[ACTION ITEM]
Here are some records; copy every line that holds the word "beam".

[RECORD SET]
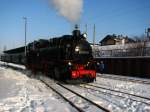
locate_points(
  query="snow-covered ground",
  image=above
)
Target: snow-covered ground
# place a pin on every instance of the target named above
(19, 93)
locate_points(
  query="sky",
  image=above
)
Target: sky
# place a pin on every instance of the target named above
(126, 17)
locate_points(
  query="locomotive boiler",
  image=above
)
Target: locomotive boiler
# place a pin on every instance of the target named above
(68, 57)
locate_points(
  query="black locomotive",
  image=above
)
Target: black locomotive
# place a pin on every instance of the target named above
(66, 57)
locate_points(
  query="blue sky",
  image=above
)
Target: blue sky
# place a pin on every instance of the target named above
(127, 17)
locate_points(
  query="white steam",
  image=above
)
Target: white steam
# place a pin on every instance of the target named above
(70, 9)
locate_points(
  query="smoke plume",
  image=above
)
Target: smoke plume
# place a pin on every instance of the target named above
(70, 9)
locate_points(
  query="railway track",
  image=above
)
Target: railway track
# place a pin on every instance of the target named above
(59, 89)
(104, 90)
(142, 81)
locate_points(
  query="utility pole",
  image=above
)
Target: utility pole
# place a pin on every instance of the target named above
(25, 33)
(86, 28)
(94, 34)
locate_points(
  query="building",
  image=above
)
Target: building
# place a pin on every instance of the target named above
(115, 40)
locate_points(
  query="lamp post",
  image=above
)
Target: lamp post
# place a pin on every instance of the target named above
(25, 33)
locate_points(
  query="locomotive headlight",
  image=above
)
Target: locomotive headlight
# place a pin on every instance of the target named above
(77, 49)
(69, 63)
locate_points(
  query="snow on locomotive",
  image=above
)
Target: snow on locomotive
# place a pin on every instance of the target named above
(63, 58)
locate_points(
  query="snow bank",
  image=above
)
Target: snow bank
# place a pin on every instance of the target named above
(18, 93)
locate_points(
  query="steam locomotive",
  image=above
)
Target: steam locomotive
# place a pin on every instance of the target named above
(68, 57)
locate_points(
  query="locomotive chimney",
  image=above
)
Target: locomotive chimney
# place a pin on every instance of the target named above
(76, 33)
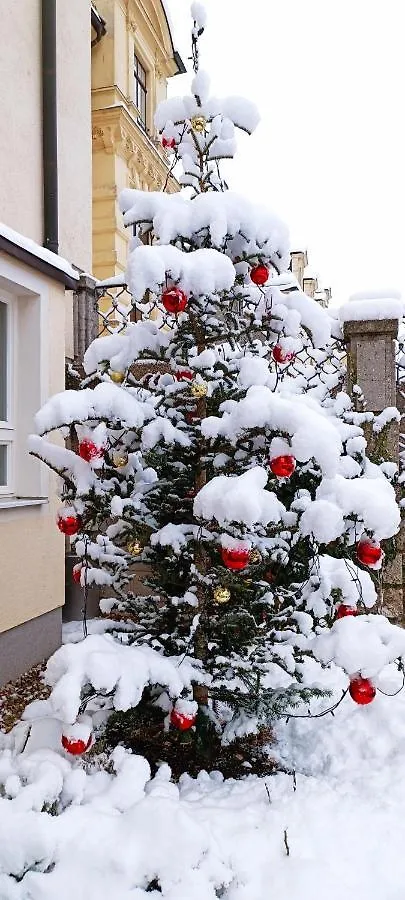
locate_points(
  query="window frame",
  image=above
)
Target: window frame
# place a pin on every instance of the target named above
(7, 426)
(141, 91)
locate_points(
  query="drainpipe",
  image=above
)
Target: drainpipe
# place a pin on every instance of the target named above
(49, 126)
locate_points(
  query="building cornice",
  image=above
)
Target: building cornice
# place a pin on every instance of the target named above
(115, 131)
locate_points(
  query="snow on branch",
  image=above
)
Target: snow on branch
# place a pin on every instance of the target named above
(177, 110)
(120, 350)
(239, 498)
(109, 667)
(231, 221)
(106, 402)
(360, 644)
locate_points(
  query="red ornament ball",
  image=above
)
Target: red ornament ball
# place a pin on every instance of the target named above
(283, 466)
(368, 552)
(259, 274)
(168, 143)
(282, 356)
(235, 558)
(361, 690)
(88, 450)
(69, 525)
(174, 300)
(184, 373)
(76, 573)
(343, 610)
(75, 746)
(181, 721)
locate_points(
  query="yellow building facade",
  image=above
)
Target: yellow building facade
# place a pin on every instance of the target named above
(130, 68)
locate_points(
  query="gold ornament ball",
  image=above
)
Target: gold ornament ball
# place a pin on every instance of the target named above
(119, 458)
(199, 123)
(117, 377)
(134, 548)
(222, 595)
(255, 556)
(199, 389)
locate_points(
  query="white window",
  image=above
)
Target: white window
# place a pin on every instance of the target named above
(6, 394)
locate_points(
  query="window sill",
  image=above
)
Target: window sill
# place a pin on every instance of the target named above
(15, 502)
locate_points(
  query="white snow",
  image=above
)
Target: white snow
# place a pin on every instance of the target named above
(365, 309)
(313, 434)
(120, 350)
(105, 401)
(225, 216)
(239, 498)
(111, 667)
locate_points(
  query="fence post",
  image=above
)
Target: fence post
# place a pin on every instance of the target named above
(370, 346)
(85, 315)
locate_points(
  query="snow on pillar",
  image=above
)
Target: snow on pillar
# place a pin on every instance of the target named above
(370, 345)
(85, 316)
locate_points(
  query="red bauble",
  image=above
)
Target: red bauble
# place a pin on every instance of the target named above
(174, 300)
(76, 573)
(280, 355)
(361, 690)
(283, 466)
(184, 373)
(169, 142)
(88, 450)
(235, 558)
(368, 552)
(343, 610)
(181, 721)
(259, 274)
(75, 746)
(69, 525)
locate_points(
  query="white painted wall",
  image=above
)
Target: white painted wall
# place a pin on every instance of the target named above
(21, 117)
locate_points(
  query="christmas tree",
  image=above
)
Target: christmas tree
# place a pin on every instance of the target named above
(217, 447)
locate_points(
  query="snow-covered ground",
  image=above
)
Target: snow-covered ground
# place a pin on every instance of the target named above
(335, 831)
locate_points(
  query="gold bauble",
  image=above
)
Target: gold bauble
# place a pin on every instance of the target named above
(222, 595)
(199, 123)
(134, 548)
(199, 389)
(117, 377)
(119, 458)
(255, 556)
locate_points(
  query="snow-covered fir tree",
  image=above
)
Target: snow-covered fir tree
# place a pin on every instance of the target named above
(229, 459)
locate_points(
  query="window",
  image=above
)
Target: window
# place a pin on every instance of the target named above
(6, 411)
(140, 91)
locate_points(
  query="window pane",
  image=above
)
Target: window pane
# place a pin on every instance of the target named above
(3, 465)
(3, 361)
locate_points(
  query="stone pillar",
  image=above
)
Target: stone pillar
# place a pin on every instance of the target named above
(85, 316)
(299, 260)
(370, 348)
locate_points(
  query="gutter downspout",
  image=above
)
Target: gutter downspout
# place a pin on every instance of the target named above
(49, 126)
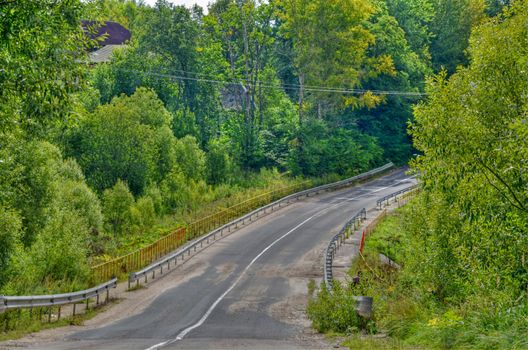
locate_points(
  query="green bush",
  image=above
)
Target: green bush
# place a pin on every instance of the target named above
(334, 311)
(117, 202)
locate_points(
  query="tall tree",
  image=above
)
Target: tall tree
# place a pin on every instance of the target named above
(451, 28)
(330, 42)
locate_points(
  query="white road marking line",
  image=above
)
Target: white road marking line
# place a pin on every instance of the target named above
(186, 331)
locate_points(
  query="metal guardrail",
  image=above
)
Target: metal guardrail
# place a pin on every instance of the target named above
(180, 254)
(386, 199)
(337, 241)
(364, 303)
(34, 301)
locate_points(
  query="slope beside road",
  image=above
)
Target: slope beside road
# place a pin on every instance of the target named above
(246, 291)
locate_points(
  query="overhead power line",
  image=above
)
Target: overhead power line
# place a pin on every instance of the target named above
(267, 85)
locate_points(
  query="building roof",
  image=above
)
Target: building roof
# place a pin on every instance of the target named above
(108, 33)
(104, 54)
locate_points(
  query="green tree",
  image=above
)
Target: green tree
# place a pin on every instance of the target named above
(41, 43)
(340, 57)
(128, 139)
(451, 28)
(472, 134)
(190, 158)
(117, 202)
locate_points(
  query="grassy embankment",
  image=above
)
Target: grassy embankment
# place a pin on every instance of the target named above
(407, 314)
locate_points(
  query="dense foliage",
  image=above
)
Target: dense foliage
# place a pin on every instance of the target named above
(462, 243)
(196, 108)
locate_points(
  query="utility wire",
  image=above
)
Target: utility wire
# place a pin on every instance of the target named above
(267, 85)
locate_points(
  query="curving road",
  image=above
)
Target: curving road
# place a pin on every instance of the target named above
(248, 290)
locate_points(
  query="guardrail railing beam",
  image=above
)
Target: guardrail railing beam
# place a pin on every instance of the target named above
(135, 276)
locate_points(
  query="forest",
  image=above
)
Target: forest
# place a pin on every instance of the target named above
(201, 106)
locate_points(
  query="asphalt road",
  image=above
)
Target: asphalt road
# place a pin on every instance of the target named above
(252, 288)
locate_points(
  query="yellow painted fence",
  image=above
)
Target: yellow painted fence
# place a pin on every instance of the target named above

[OUTPUT]
  query="guardrail railing beam",
Target: guardrail railing beam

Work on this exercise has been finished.